[BEGIN Extract to read]
Here are POLITICO’s superlatives from the final night of the Republican convention.
Biggest brag: “The fact is, I’m here”
It’s no secret Trump exults in his 2016 victory. Whether it’s at rallies or even official events, the president is fond of recounting the events of Nov. 8, 2016.
A key part of Trump’s reelection message is presenting himself as a bulwark against chaos in the country, whether it’s violence in some American cities or the “cancel culture” he decried Thursday night.
But one of Trump’s biggest challenges is that he’s the president now. Biden on Thursday sought to deflect the claims by Trump and Vice President Mike Pence that Americans “won’t be safe in Joe Biden’s America” by pointing out that people are living now in Trump’s America.
It’s the same struggle for Trump to run as a political outsider after four years as president (and his embrace of all the trappings of incumbency this week). But he’s trying: Trump urged voters on Thursday “to turn the page forever” on what he called a “failed political class. The fact is, I’m here.”
Then he corrected himself: “But I’ll say it differently: The fact is, we’re here. And they’re not.”
[END Extract to read]
● **Directions**:
1. In the piece on the convention's final night, which date is Trump said to be fond of recounting?
2. Pull out the part of the piece on the convention's final night starting with "It’s no secret" and going on through "decried Thursday night.", word for word.
3. Continue the piece on the convention's final night after its last sentence.
[BEGIN Data shown]
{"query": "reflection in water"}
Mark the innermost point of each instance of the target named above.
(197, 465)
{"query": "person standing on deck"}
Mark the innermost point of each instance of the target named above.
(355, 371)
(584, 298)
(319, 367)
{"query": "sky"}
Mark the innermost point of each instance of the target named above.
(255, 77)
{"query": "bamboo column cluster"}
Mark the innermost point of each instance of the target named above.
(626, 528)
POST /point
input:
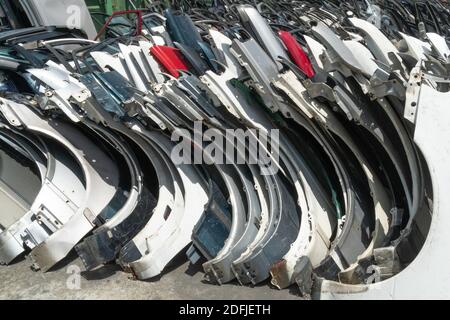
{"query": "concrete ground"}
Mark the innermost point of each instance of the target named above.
(180, 281)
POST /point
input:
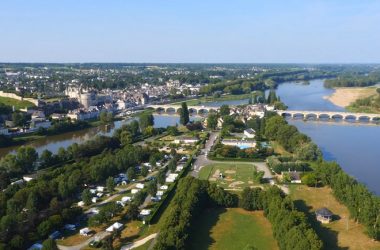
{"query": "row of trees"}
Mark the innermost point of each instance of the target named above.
(354, 80)
(192, 196)
(288, 136)
(45, 203)
(291, 228)
(363, 205)
(280, 164)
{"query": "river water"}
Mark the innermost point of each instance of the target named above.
(354, 146)
(53, 143)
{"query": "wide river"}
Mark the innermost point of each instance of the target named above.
(354, 146)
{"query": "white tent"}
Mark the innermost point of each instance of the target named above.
(84, 231)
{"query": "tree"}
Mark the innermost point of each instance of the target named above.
(172, 130)
(212, 121)
(131, 173)
(144, 171)
(161, 177)
(172, 165)
(62, 154)
(19, 119)
(308, 152)
(49, 244)
(310, 179)
(152, 187)
(134, 127)
(44, 228)
(146, 120)
(32, 202)
(149, 131)
(17, 242)
(184, 115)
(224, 110)
(110, 183)
(132, 211)
(46, 158)
(272, 97)
(26, 157)
(126, 138)
(86, 196)
(106, 117)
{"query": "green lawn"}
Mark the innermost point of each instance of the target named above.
(13, 102)
(235, 175)
(230, 229)
(205, 100)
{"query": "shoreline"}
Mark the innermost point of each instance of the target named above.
(343, 97)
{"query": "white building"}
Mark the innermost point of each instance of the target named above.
(84, 231)
(186, 140)
(250, 133)
(114, 227)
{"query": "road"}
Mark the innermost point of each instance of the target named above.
(99, 236)
(139, 242)
(202, 159)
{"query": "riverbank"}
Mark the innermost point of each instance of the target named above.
(203, 100)
(343, 97)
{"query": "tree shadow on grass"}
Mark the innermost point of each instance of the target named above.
(200, 232)
(327, 235)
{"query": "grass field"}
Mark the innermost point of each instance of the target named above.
(235, 175)
(13, 102)
(230, 229)
(343, 233)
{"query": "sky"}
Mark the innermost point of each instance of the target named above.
(190, 31)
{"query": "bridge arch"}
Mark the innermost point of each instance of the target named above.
(337, 117)
(311, 116)
(202, 111)
(376, 119)
(365, 118)
(298, 116)
(171, 110)
(193, 111)
(350, 117)
(324, 116)
(160, 110)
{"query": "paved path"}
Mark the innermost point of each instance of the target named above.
(202, 159)
(139, 242)
(99, 236)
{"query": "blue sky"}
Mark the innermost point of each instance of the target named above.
(205, 31)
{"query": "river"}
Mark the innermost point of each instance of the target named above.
(354, 146)
(53, 143)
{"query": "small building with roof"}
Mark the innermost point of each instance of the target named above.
(324, 215)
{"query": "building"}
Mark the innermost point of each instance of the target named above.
(324, 215)
(294, 176)
(4, 131)
(186, 140)
(56, 116)
(40, 123)
(114, 227)
(85, 231)
(242, 144)
(250, 133)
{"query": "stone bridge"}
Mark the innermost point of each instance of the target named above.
(175, 108)
(321, 115)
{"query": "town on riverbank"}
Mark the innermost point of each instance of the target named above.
(228, 172)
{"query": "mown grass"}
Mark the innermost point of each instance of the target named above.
(343, 232)
(235, 175)
(232, 228)
(13, 102)
(203, 100)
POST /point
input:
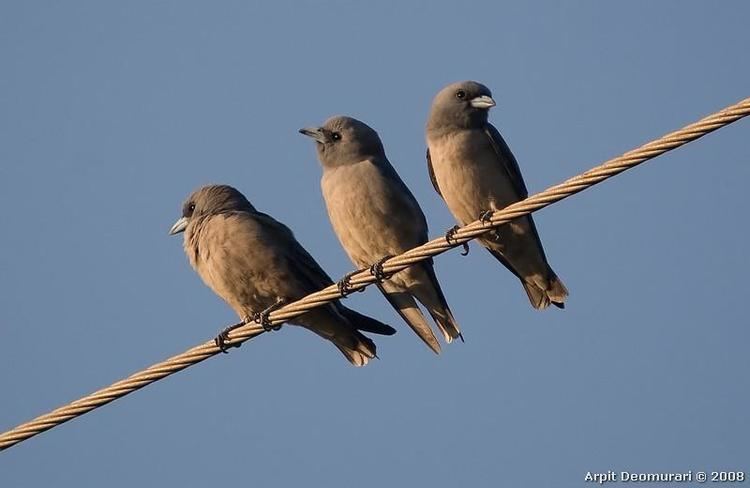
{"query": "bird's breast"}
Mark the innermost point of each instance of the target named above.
(469, 175)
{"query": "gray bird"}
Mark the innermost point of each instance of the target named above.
(473, 170)
(374, 216)
(254, 263)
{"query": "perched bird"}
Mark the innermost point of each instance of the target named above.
(473, 170)
(254, 263)
(374, 216)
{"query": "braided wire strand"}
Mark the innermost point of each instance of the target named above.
(364, 277)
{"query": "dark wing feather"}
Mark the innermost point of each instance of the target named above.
(507, 160)
(432, 173)
(299, 260)
(510, 165)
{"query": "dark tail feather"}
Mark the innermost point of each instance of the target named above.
(542, 294)
(362, 351)
(365, 323)
(555, 292)
(439, 311)
(407, 308)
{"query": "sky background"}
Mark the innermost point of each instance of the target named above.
(111, 113)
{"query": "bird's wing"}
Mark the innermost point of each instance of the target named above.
(507, 160)
(300, 262)
(402, 200)
(432, 173)
(510, 165)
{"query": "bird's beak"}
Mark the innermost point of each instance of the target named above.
(178, 226)
(482, 102)
(314, 132)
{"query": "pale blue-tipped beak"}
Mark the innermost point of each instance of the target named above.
(482, 102)
(178, 226)
(315, 133)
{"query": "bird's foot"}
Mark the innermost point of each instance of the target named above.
(377, 269)
(345, 284)
(263, 319)
(450, 236)
(486, 216)
(221, 339)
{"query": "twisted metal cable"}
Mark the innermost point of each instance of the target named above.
(363, 278)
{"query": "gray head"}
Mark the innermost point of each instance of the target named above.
(344, 140)
(210, 200)
(462, 105)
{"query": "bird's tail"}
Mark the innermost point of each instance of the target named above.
(408, 309)
(342, 326)
(358, 348)
(542, 292)
(429, 293)
(365, 323)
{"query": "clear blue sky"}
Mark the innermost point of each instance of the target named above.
(112, 112)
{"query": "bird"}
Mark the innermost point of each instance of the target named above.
(472, 168)
(255, 264)
(375, 216)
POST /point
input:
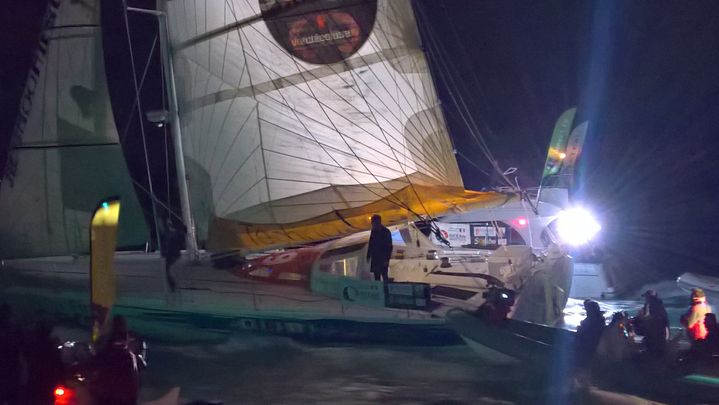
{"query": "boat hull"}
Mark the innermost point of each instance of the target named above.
(211, 304)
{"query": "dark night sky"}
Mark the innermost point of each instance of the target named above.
(644, 73)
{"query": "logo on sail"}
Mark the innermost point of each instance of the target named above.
(320, 31)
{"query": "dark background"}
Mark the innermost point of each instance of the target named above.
(645, 74)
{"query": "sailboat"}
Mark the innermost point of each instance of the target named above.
(293, 122)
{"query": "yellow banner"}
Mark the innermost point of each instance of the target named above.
(103, 240)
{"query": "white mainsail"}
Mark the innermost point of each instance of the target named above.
(301, 118)
(66, 153)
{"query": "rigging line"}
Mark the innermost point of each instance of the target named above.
(239, 82)
(437, 114)
(470, 124)
(305, 127)
(443, 67)
(220, 131)
(285, 104)
(337, 74)
(407, 207)
(165, 132)
(395, 155)
(62, 146)
(209, 113)
(460, 154)
(259, 132)
(229, 149)
(318, 122)
(386, 178)
(237, 171)
(239, 24)
(412, 141)
(155, 199)
(390, 69)
(135, 100)
(433, 46)
(429, 169)
(139, 116)
(401, 203)
(232, 102)
(349, 120)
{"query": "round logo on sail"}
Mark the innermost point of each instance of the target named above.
(320, 31)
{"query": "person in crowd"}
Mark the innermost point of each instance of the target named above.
(172, 242)
(379, 250)
(693, 319)
(614, 345)
(116, 367)
(710, 345)
(653, 323)
(44, 364)
(589, 331)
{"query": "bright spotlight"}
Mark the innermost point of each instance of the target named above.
(577, 226)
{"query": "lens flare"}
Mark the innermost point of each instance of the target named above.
(577, 226)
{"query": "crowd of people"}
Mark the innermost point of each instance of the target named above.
(607, 345)
(32, 364)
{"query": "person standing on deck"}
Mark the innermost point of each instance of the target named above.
(379, 250)
(172, 242)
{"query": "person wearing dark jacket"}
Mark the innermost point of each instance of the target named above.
(116, 368)
(653, 324)
(172, 242)
(379, 250)
(590, 331)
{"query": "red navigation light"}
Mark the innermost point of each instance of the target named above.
(64, 396)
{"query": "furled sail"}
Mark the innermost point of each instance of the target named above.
(66, 154)
(302, 118)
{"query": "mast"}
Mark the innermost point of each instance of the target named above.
(169, 74)
(174, 121)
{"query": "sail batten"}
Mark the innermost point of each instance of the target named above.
(293, 113)
(67, 156)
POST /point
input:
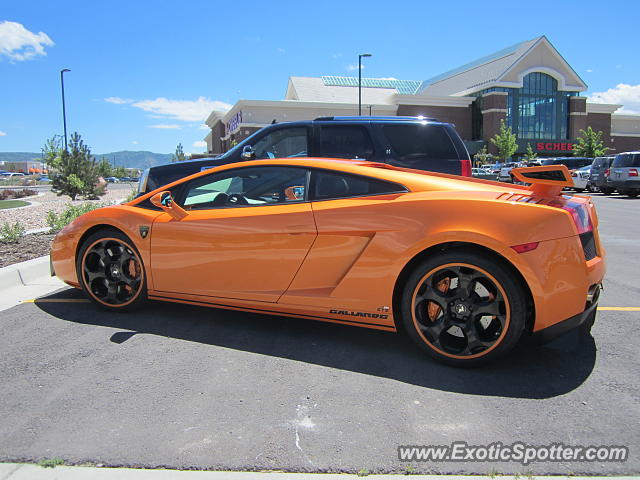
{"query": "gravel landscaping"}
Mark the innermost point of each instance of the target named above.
(33, 217)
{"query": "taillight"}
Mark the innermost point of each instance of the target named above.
(465, 168)
(579, 213)
(526, 247)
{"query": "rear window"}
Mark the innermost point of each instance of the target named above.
(627, 160)
(345, 141)
(411, 142)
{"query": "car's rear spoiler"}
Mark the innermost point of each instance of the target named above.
(548, 180)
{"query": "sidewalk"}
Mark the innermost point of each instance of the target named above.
(17, 471)
(26, 280)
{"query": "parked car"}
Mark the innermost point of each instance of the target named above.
(580, 179)
(600, 181)
(505, 172)
(410, 142)
(572, 163)
(483, 173)
(624, 175)
(353, 242)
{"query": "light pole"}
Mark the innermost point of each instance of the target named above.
(360, 81)
(64, 113)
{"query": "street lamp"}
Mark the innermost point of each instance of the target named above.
(360, 81)
(64, 113)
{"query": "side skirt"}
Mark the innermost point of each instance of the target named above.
(153, 296)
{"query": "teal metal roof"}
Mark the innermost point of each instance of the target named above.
(405, 87)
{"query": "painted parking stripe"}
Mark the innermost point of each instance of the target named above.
(56, 300)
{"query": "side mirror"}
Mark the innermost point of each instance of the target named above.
(248, 153)
(164, 200)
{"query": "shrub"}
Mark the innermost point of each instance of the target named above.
(11, 233)
(57, 221)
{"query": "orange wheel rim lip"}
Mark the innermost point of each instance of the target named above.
(135, 254)
(505, 327)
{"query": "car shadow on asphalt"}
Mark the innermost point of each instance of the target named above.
(529, 371)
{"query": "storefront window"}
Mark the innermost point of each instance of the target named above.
(538, 110)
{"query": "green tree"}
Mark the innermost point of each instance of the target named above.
(590, 144)
(505, 141)
(104, 168)
(76, 172)
(530, 154)
(482, 157)
(51, 151)
(179, 156)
[END Data shown]
● **Results for the exercise**:
1. Nov. 8, 2016.

2.
It’s no secret Trump exults in his 2016 victory. Whether it’s at rallies or even official events, the president is fond of recounting the events of Nov. 8, 2016.
A key part of Trump’s reelection message is presenting himself as a bulwark against chaos in the country, whether it’s violence in some American cities or the “cancel culture” he decried Thursday night.

3.
Filibuster award: Trump’s long-windedness
Move over, Bill Clinton: Trump is America’s most verbose modern president.
According to the American Presidency Project at the University of California-Santa Barbara, Trump spoke Thursday night for just over an hour and 10 minutes — nearly three times longer than Biden did in his 24-minute acceptance speech last week.
Trump fell just short of breaking his own record for the longest modern convention acceptance speech. Four years ago in Cleveland, Trump spoke for an hour and 15 minutes, outpacing Bill Clinton’s hour-and-six-minute address in Chicago in 1996.
But that was in front of an arena full of screaming delegates, and this year’s speech was longer on this measure: Trump’s prepared remarks, to which he added a number of Trumpian asides during delivery, totaled 5,650 words — more than the 5,092 words he spoke in 2016.
Most telling point: Kevin McCarthy
Trump’s first major legislative push as president was to try to dismantle Obamacare, and it has proved to be a major political headache for Republicans ever since. Democrats pummeled GOP incumbents on health care in the 2018 midterm elections, and no remembers that more than House Minority Leader Kevin McCarthy (Calif.), who might be speaker of the House if not for those attacks.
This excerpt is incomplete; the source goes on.